* Begin Page extract *

IP + UA gets transmitted to the first-party server already. They already have it. The question becomes – is it OK to anonymize this PII we already received for one purpose (serving the web page), to use it for another purpose also (counting unique visitors).
> IP + UA gets transmitted to the first-party server already. They already have it. The question becomes – is it OK to anonymize this PII we already received for one purpose (serving the web page), to use it for another purpose also (counting unique visitors).
Maybe I'm missing your point, but in the situation we're talking about (so-called "GDPR compliant" analytics), if I set up one of these services on my website, the user's IP+UA are transmitted to a 3rd party, for the sole purpose of analytics including counting unique visitors. My understanding is that this is quite different in the eyes of the GDPR from the question you posed, and is almost always not going to be compliant.
I was thinking about the article author's case where they were looking at options for implementing unique user tracking for themselves, on their own server.
Author of the article here! (I tried to submit it but HN rejected it)
I started researching this last weekend, reading through the GDPR, the ePrivacy Directive, and tons of related court rulings (with the help of Google Translate). 2002/58/EC and EC 2016/679 is engrained into my brain now. I was so nervous releasing to the public, but I breathed a sign of relieve after reading your comment.
What I don't understand is how come nobody talks about Microsoft Clarity? I don't know anything about GDPR but I would think if anything violates GDPR, it would be a literal screen recording app that tracks your mouse movements and can show literally where you put your mouse and your moves on the screen.
And yet:
> Clarity is GDPR-compliant as a data controller. For more information, see the Microsoft Privacy Statement.
If you use clarity (you are the controller, ms the processor) you are responsible for obtaining the necessary consent from your users. That consent should make it clear to the user what behavioral data is collected.
(Commonly referred to as cookie banner).
I think there are a few incorrect logical leaps in here. An identification number is only regulated insofar as it can be used to "identify a natural person". The law is referring to something like driver's license # or customer ID number or username or etc (or, increasingly, an IP address).
Within the spirit of the law, it's okay to say "this is user 1, this is user 2, etc". Pseudo-anonymous data has been specifically called out several times as fine.

* End Page extract *

*Stated exercise 1:*
Per the GDPR comment thread, which party is the controller and which is the processor when a site uses Clarity?

* Begin Data for the task *

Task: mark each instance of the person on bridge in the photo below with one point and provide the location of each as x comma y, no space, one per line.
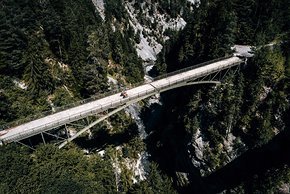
124,94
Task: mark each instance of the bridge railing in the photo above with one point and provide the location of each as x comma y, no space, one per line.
191,67
40,128
99,96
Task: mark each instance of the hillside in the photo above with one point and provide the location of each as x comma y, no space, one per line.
187,140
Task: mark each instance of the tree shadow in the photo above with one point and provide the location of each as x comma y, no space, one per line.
102,138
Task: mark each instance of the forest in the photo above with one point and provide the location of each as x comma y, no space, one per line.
53,53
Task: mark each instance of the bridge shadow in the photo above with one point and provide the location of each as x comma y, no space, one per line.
102,138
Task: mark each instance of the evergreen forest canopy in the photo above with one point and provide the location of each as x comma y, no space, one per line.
63,51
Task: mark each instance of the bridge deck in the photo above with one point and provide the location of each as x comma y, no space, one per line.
58,119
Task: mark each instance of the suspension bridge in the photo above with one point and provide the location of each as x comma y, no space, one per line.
108,105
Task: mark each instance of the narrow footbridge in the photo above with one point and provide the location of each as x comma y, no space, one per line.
115,102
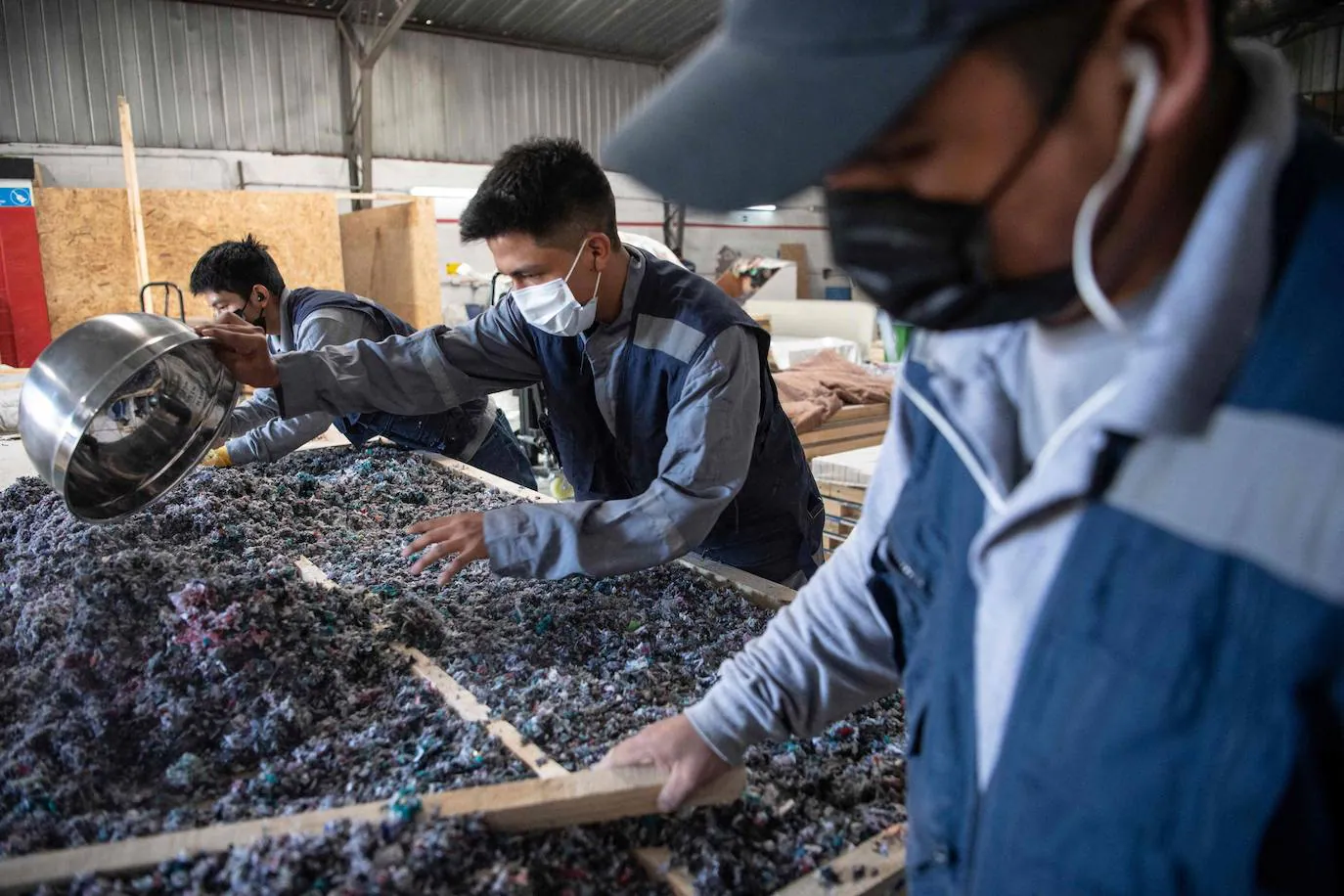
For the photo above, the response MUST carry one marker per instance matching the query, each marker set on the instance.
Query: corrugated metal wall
(1316, 61)
(455, 100)
(198, 76)
(202, 76)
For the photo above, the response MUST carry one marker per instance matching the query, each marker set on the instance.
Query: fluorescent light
(444, 193)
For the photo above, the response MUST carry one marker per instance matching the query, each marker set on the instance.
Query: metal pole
(366, 130)
(1335, 85)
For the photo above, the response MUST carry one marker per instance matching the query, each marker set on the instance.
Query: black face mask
(926, 263)
(261, 316)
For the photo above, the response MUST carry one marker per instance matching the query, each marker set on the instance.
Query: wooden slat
(843, 445)
(488, 478)
(840, 528)
(464, 702)
(876, 866)
(762, 593)
(457, 697)
(847, 431)
(541, 803)
(861, 413)
(843, 510)
(137, 219)
(841, 492)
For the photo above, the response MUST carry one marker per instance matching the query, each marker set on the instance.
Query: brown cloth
(813, 389)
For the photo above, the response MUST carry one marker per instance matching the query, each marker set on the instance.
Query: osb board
(87, 262)
(797, 252)
(300, 230)
(391, 256)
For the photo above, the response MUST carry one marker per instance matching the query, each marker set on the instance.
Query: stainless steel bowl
(118, 409)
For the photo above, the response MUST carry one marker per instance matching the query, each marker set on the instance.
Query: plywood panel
(391, 256)
(87, 262)
(301, 231)
(797, 252)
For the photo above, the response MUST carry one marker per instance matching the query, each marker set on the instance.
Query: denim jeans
(502, 454)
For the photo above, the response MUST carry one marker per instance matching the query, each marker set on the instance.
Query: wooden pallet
(844, 507)
(873, 868)
(556, 798)
(852, 426)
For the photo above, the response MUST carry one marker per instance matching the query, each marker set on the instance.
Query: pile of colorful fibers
(579, 664)
(457, 856)
(575, 664)
(151, 681)
(807, 802)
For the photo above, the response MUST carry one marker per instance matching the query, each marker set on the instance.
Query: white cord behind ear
(1142, 65)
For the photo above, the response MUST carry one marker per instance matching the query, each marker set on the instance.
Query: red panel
(24, 327)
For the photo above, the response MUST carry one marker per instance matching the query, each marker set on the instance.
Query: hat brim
(737, 126)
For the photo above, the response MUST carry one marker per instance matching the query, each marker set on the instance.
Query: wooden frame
(852, 426)
(556, 798)
(876, 866)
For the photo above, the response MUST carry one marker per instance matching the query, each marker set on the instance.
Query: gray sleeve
(711, 430)
(261, 407)
(822, 657)
(426, 373)
(273, 437)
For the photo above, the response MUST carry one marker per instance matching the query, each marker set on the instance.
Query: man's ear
(600, 251)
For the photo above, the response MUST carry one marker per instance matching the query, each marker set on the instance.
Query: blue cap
(786, 90)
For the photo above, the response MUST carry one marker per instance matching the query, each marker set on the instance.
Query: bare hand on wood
(676, 747)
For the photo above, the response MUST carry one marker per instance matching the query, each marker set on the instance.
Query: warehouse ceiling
(664, 31)
(652, 31)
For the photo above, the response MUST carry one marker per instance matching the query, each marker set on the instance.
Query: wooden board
(843, 492)
(656, 861)
(300, 230)
(391, 256)
(797, 252)
(841, 445)
(832, 431)
(579, 798)
(87, 254)
(762, 593)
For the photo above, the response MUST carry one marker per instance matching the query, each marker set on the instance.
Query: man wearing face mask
(1102, 547)
(241, 278)
(661, 407)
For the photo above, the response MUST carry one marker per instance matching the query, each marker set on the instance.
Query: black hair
(237, 266)
(1049, 45)
(550, 190)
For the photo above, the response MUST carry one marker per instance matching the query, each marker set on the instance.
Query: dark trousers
(502, 454)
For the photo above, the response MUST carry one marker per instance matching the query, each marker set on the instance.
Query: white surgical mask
(1142, 67)
(552, 306)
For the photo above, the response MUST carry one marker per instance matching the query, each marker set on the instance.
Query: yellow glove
(218, 457)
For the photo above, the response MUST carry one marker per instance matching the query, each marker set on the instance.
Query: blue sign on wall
(15, 197)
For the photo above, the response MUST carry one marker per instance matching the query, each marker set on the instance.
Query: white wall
(639, 209)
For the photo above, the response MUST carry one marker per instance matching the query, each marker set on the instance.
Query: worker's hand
(672, 745)
(243, 348)
(218, 457)
(463, 535)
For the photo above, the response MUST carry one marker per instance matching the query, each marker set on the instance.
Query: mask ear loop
(575, 262)
(1142, 65)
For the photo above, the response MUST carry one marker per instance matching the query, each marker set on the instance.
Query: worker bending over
(1103, 546)
(661, 407)
(241, 277)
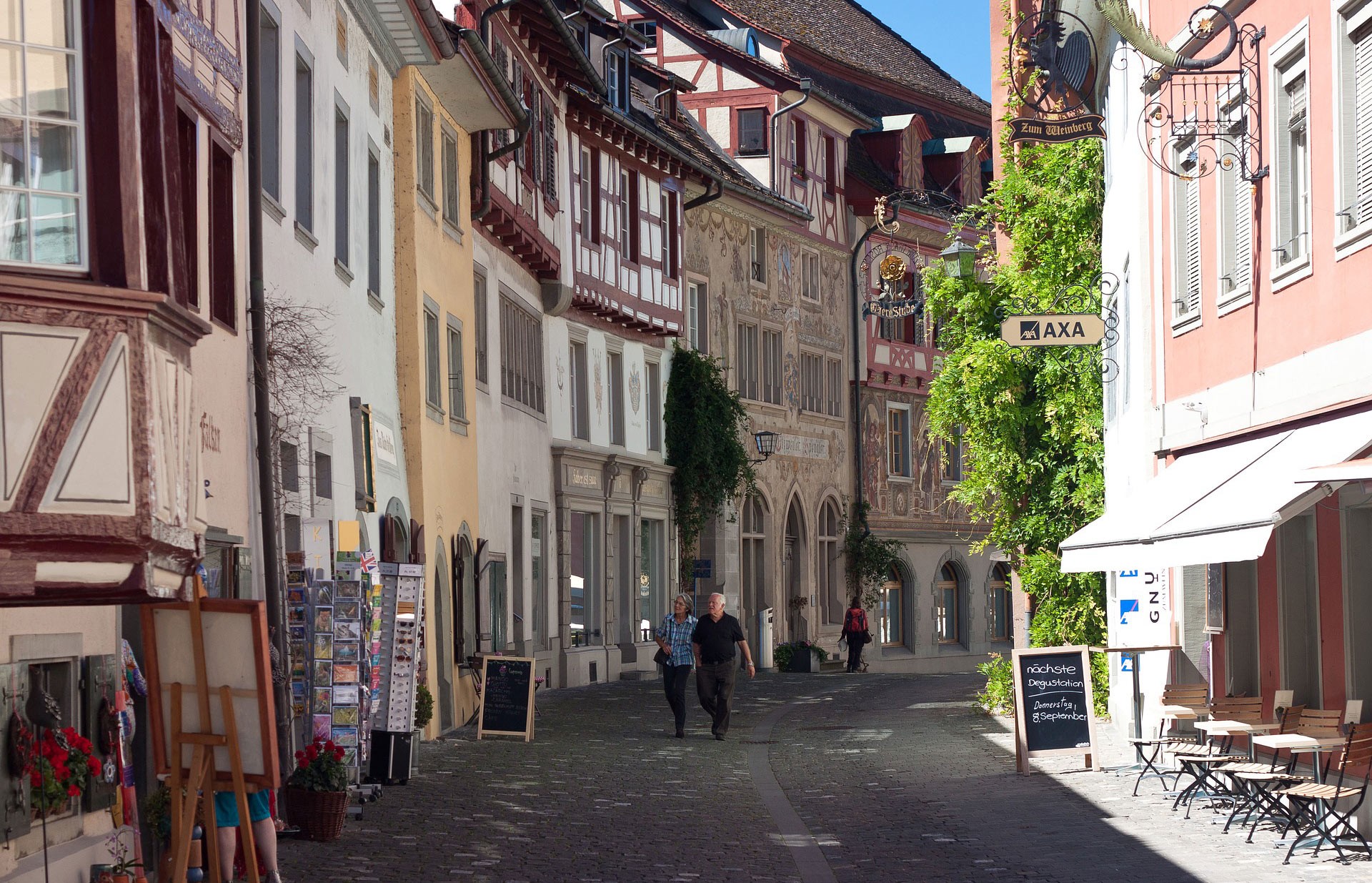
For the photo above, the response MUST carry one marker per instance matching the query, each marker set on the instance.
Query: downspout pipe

* End Data for the task *

*Stated exercise 2:*
Extract each line of the records that contains the string "mask".

*Final result 1:*
The user of Clarity is the controller, and Microsoft is the processor.

*Final result 2:*
Query: black face mask
Query: man wearing face mask
Query: white surgical mask
Query: mask ear loop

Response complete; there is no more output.